## Begin EXTRACT PROVIDED
Table 3 shows the correlations between input signals and the symbols in fault candidate regions obtained by the memory map. These fault candidate regions contain the symbols related to 13 input signals of a total of 17 input signals. Table 4 shows the correlations between input signals and the symbols in fault candidate regions obtained by the stack. These fault candidate regions contain the symbols related to 16 inputs signals out of a total of 17 input signals. Of the fault candidate regions in Table 3, those with symbols actually related to input signals are objs. #20, #32, #39, and #44. This is because the symbols in regions other than these are only indirectly affected by the input signal. Therefore, these symbols could not be confirmed through name similarity alone. For the same reason, it was not possible to confirm everything by the stack.
As a result, we could find the symbols related to 76% of the input signals by the memory map, and the symbols related to 94% of those by the stack. As can be seen from the results with the other data set in Table 5, similar results were obtained (approximately 75% and 92% on average). However, as seen by comparing Table 3 and Table 4, there are differences between the symbol names obtained by the memory map and those obtained by the stack. These differences are illustrated in Figure 15. An input signal applied by the HiL simulator is transmitted internally through the virtual bus to the structure indicating the state information via software logic. In addition, a fault candidate region identified by the memory map includes the symbols of the structure indicating the actual ECU state receiving the input signal; one identified by the stack includes the symbols of the external input signals delivered through the virtual bus. This difference is due to memory information being captured by the operating cycle of the operating system, so the stack information at each time point cannot be obtained via software. Accordingly, there is a limit to directly finding the cause of faults compared to the memory-map method due to losing the stack information. Therefore, both methods have different advantages and disadvantages, as shown in Table 5. The reduction ratio of fault candidates is the ratio of the size of fault candidates divided by the size of the updated memory. There is no significant difference between the reduction ratios of the two methods (22.43% and 19.21%). In addition, a fault candidate region identified by the stack includes symbols related to external ECU communication. However, a fault candidate region identified by the memory map includes symbols related to the internal ECU state. Therefore, the memory-map method is more useful for finding the fault location directly. However, a fault candidate region identified by the stack includes more symbols related to input signals that one identified by the memory map.
## End EXTRACT PROVIDED
## Begin THE DATA
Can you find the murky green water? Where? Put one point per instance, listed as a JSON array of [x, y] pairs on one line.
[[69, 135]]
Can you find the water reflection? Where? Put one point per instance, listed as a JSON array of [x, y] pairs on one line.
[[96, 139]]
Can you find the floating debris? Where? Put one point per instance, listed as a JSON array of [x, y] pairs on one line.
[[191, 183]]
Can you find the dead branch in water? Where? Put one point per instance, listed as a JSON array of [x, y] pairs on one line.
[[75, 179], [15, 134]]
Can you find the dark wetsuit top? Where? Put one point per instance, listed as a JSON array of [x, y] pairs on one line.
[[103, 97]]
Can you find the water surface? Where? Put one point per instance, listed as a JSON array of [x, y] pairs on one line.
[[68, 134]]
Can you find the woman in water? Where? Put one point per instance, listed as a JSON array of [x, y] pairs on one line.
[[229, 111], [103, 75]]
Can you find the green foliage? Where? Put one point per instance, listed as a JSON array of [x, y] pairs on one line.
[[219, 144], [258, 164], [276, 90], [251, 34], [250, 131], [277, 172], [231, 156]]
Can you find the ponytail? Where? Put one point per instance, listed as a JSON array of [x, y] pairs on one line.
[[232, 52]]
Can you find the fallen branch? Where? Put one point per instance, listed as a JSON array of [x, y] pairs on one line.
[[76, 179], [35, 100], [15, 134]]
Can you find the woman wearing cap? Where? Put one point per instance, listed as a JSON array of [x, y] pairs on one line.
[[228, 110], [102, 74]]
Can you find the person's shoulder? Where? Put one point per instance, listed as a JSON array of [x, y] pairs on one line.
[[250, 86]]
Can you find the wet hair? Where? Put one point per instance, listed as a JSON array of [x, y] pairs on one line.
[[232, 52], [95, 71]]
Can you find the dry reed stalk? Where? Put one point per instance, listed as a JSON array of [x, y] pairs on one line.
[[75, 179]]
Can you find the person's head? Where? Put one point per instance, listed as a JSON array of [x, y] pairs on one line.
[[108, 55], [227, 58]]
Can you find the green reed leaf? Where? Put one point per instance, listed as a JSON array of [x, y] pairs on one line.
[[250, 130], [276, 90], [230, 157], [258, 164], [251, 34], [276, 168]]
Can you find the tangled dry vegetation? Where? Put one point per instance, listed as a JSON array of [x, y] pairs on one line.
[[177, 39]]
## End THE DATA
**DIRECTION A:**
Decide whether each statement agrees with the passage on fault candidate regions. For each one, answer yes or no and quote the words of the passage that settle it.
(i) The reduction ratios of the memory-map method and the stack method differ significantly.
(ii) The memory-map method is more useful for finding the fault location directly.
(iii) A fault candidate region identified by the stack includes symbols related to the internal ECU state.
**DIRECTION B:** Reproduce the stretch of rows from the start of the rows through the line that contains "[[103, 97]]". Include both ends.

**FULL RESPONSE A:**
(i) No: "There is no significant difference between the reduction ratios of the two methods (22.43% and 19.21%)."
(ii) Yes: "Therefore, the memory-map method is more useful for finding the fault location directly."
(iii) No: "a fault candidate region identified by the stack includes symbols related to external ECU communication. However, a fault candidate region identified by the memory map includes symbols related to the internal ECU state."

**FULL RESPONSE B:**
Can you find the murky green water? Where? Put one point per instance, listed as a JSON array of [x, y] pairs on one line.
[[69, 135]]
Can you find the water reflection? Where? Put one point per instance, listed as a JSON array of [x, y] pairs on one line.
[[96, 139]]
Can you find the floating debris? Where? Put one point per instance, listed as a JSON array of [x, y] pairs on one line.
[[191, 183]]
Can you find the dead branch in water? Where? Put one point per instance, listed as a JSON array of [x, y] pairs on one line.
[[75, 179], [15, 134]]
Can you find the dark wetsuit top? Where? Put one point per instance, listed as a JSON array of [x, y] pairs on one line.
[[103, 97]]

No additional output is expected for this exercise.